### WHAT YOU ARE ASKED TO DO:
Please copy out the records below, substituting "vision system" for each occurrence of "perception module" and leaving every other word unchanged. Omit the pictures from your copy.

Coordinate annotation records:
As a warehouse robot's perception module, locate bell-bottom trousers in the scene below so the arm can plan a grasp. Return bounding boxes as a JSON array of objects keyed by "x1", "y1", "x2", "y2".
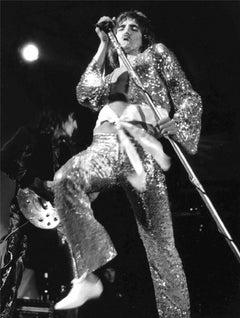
[{"x1": 54, "y1": 134, "x2": 190, "y2": 318}]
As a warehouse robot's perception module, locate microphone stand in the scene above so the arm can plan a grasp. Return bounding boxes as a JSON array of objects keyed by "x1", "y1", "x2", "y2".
[{"x1": 104, "y1": 24, "x2": 240, "y2": 263}]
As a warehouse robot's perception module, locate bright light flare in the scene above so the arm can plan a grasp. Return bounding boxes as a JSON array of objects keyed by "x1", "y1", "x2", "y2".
[{"x1": 20, "y1": 43, "x2": 39, "y2": 63}]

### RIGHT ANSWER:
As a warehouse robot's vision system, locate bell-bottom trousers in the scene below so the arm can plan a grasp. Return bounding boxes as a JSON array of objects keyed by "x1", "y1", "x2", "y2".
[{"x1": 54, "y1": 134, "x2": 190, "y2": 318}]
As a warehouse robot's vision system, locate microphone stand in the scene above so the arm can plan a grasp. Return bounding boxes as a JSON array of objects keyed by "x1", "y1", "x2", "y2".
[{"x1": 104, "y1": 24, "x2": 240, "y2": 263}]
As a warehouse robot's vision system, locate bright light flare in the scene above so the arm can plan a grasp. Return bounding boxes as a JSON array of objects keyed by "x1", "y1", "x2", "y2".
[{"x1": 20, "y1": 43, "x2": 39, "y2": 63}]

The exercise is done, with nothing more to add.